Image point grounding data:
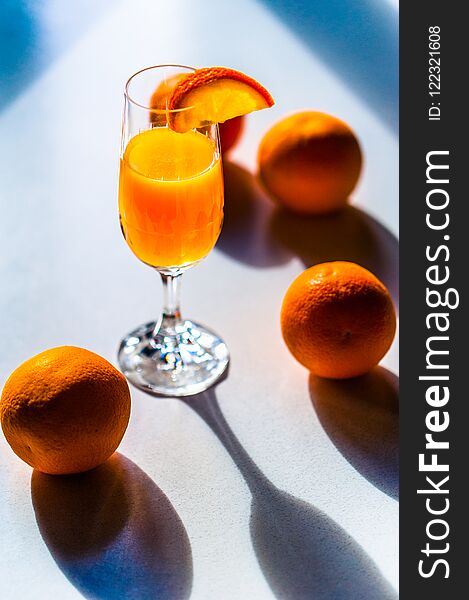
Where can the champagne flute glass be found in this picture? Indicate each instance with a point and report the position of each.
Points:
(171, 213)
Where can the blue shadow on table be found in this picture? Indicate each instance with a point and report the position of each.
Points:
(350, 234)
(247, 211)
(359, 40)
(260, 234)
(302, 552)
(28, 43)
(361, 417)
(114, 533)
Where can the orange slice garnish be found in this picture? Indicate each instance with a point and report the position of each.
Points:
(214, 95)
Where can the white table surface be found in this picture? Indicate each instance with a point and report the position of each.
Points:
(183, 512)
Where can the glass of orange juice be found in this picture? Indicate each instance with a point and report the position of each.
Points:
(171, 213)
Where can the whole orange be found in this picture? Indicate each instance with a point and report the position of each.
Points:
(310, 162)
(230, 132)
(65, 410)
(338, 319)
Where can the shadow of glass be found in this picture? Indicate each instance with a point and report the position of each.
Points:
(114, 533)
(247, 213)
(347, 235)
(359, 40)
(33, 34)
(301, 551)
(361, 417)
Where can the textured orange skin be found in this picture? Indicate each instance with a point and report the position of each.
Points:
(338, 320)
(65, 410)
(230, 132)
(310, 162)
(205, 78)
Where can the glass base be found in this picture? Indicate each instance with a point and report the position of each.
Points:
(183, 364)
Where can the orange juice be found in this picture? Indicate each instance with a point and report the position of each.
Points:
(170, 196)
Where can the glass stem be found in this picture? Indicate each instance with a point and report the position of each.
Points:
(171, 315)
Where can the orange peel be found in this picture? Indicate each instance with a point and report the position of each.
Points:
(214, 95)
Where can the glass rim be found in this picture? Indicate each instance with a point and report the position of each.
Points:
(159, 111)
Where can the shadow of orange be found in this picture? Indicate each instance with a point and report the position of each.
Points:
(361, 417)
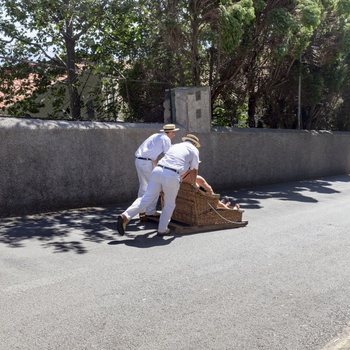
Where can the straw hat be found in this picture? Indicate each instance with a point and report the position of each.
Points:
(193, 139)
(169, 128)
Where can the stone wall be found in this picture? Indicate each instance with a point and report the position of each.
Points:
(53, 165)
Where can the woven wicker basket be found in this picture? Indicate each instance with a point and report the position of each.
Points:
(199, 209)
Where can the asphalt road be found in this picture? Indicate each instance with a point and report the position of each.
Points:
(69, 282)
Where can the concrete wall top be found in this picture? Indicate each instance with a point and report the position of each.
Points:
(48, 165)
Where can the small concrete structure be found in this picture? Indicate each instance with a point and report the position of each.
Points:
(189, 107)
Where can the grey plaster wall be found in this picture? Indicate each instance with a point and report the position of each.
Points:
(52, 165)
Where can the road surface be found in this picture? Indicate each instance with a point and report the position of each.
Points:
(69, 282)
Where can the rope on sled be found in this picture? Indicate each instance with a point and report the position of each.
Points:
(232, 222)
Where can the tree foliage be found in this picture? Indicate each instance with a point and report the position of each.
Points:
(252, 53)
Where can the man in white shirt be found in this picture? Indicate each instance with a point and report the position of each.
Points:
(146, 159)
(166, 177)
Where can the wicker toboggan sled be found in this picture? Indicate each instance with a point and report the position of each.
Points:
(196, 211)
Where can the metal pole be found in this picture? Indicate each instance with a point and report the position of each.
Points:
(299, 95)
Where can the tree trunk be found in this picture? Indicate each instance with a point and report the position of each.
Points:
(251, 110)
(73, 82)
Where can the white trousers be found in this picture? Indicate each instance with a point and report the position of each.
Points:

Task: Which lines above contain the word "orange"? List them.

Output:
Where can the orange slice garnish be found in this picture? Indicate each instance with a point and report the position of each.
Where can the glass of orange juice be found in this picture? Indicate each instance with a point and report the position of each.
Where can the whole orange be found in this picture? Indicate each instance with a point and report the position of each.
Where can the textured orange skin be found in this picture? Indicate each instance with a point and report the position of each.
Where can the orange juice be found in this picture? Indicate each instance with a point and report the position of each.
Where can the orange peel be found in this picture? Indicate each instance with a point and report the position of each.
Where can the shadow of orange be found in this picture? Indicate each instance with a point and report the position of each.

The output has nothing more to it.